● **Input material**
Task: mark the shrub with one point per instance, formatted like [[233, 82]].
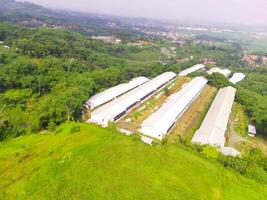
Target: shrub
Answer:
[[210, 152]]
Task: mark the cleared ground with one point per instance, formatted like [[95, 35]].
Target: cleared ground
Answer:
[[81, 161], [191, 120], [135, 117]]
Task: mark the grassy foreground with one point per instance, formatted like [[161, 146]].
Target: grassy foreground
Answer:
[[81, 161]]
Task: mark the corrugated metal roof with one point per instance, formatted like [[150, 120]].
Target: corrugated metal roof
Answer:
[[252, 129], [109, 111], [159, 123], [213, 127], [191, 69], [114, 92], [237, 77], [225, 72]]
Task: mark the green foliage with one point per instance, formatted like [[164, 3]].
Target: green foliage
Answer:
[[96, 163], [252, 93], [236, 163], [210, 152]]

● **What you are asked to do**
Convert every line of the material above into a Markdown table with two columns, Row for the row number and Line for the text of that line, skipping any blank lines. Leave the pictures out of the table.

● **Expected answer**
| Row | Line |
|---|---|
| 1 | Task: mark the shrub with one point per instance, formatted like [[233, 82]]. |
| 2 | Target: shrub |
| 3 | Answer: |
| 4 | [[210, 152]] |
| 5 | Task: mark the cleared ground with one point per instance, formatted like [[95, 35]]. |
| 6 | Target: cleared ground |
| 7 | Answer: |
| 8 | [[81, 161], [191, 120], [135, 117]] |
| 9 | Task: mark the grassy foreground with one point per instance, formatted like [[161, 146]]. |
| 10 | Target: grassy foreground |
| 11 | Answer: |
| 12 | [[81, 161]] |
| 13 | Task: mark the corrugated metal roof with one point per instance, formatted like [[150, 120]]. |
| 14 | Target: corrugated metal roof |
| 15 | Answer: |
| 16 | [[252, 129], [109, 111], [159, 123], [213, 127], [191, 69], [114, 92], [237, 77], [225, 72]] |
| 17 | Task: mark the green foliage with one point per instance, formatted like [[164, 3]]. |
| 18 | Target: green foliage |
| 19 | Answer: |
| 20 | [[96, 163], [252, 93], [236, 163], [210, 152]] |